● **Records provided**:
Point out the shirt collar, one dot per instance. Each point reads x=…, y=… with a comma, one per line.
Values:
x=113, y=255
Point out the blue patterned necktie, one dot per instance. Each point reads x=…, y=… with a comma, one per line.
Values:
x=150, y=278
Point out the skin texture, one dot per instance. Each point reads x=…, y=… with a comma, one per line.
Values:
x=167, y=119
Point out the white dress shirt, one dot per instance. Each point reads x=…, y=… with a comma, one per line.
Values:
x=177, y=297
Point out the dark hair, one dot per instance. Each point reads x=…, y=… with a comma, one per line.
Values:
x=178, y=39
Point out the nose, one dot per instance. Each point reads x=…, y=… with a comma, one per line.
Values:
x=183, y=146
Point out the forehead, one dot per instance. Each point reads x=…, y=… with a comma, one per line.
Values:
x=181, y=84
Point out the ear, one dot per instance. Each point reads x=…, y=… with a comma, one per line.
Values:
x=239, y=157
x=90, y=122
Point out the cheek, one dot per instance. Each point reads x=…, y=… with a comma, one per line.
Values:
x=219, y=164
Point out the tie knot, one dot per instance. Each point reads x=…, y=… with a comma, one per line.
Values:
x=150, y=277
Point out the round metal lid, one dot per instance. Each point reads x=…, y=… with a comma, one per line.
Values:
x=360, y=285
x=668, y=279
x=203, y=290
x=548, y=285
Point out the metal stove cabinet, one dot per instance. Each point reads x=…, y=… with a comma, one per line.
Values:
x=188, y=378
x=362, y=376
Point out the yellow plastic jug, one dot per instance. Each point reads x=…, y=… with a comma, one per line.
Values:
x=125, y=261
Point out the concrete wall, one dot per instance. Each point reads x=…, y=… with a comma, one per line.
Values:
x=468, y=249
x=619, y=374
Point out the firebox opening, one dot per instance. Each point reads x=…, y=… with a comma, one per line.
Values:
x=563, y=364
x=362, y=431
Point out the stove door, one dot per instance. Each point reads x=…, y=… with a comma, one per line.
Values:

● **Requirements**: Rewrite the records as a numbered list, beginning with the line that contains "Point out the skin" and running through the final line, with blank lines left out.

● **Written solution**:
1. Point out the skin texture, one dot per instance. Each point reads x=…, y=… with a comma, one per line.
2. Values:
3. x=167, y=119
4. Point out the white dress shirt, one dot per instance. Each point reads x=…, y=… with a comma, one per line.
5. Values:
6. x=177, y=297
7. Point out the dark hair, one dot per instance. Each point reads x=…, y=… with a comma, one per line.
8. Values:
9. x=178, y=39
10. Point out the nose, one dot per instance. Each point reads x=…, y=… with a comma, one per line.
11. Values:
12. x=183, y=146
13. Point out the forehead, one dot per instance. Each point reads x=…, y=… with a comma, one per line.
14. Values:
15. x=181, y=84
16. Point out the ear, one dot per instance. Each point reads x=…, y=… with a comma, one per line.
17. Values:
18. x=239, y=157
19. x=90, y=122
20. Point out the cheek, one dot per instance. Each point reads x=…, y=… with a comma, one per line.
21. Values:
22. x=219, y=164
23. Point out the tie knot, one dot per instance. Each point reads x=…, y=… with a comma, one per line.
24. Values:
25. x=150, y=277
26. Point out the round metal lid, one dot per instance. Each point reads x=…, y=… with a comma, one per line.
27. Values:
28. x=360, y=285
29. x=668, y=279
30. x=203, y=290
31. x=548, y=285
32. Point out the metal stove cabinet, one dot per instance. Each point reads x=…, y=… with a comma, one per line.
33. Values:
34. x=188, y=378
35. x=362, y=376
36. Point out the yellow plastic jug, one dot per instance. Each point reads x=…, y=… with a comma, one per line.
37. Values:
38. x=125, y=261
39. Point out the concrete wall, one dot per instance. Each point reads x=…, y=… with a comma, one per line.
40. Values:
41. x=468, y=249
42. x=619, y=374
43. Point out the firebox opening, one dot per instance. Each point reads x=…, y=… with a comma, one per line.
44. Values:
45. x=563, y=364
46. x=362, y=431
47. Point out the stove door, one dot per instance. Each point reads x=…, y=… with a comma, one per line.
48. Values:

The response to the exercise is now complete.